- _INSTRUCTIONS TO FOLLOW_
Substitute "blue sprinkler head" for "orange sprinkler body" in the lines starting at the one containing "For quality-assurance purposes, verify whether the orange" and ending at the one containing "[[0, 85, 390, 259]]", and write out only those lines, otherwise unchanged.

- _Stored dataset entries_

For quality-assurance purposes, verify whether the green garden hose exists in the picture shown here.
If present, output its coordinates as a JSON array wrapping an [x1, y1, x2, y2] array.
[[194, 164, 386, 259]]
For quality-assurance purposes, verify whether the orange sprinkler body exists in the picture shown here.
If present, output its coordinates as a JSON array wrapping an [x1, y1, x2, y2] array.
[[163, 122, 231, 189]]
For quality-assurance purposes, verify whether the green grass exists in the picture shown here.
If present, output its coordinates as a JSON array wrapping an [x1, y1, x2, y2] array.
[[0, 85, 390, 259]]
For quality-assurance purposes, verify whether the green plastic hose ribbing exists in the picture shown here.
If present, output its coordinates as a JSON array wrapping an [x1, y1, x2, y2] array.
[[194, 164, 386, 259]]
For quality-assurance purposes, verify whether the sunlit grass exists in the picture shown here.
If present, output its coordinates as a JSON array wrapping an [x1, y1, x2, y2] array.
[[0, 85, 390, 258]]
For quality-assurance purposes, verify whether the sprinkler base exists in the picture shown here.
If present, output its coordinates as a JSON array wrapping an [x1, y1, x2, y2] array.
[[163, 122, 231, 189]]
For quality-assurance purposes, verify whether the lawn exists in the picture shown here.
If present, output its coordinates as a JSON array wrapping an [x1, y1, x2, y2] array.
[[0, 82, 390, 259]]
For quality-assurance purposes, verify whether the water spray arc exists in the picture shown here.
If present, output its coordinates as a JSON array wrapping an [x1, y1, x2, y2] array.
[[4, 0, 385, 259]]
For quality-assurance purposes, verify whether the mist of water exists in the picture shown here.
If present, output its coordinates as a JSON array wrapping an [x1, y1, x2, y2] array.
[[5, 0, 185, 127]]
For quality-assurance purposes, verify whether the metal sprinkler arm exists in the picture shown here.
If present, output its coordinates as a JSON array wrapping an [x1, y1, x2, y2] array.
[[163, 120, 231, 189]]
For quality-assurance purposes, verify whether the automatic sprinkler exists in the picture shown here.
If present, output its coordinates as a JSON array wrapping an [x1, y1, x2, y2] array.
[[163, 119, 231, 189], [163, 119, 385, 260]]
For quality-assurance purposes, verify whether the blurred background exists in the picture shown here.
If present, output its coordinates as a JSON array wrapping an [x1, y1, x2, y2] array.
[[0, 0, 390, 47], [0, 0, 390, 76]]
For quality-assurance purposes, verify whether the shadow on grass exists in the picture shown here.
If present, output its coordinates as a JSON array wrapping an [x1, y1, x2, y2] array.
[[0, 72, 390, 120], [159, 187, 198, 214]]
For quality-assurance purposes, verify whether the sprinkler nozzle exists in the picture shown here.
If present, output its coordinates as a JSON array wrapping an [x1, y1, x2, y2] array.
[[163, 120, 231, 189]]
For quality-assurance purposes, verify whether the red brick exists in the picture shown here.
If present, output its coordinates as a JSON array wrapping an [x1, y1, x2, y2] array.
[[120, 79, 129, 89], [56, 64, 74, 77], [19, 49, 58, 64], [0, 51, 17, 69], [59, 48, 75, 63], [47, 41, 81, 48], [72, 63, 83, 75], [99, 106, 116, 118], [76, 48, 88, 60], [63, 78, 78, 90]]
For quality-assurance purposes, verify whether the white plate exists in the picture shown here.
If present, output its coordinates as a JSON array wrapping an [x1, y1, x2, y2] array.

- _SOLUTION TO THIS TASK_
For quality-assurance purposes, verify whether the blue sprinkler head exists in the picture shown here.
If present, output its coordinates as a JSON array wrapping an [x1, y1, x2, y2] array.
[[163, 122, 231, 189]]
For quality-assurance purposes, verify whether the green grass exists in the picture shown here.
If present, output its coordinates as a JSON array wrapping an [x1, y1, x2, y2] array.
[[0, 85, 390, 259]]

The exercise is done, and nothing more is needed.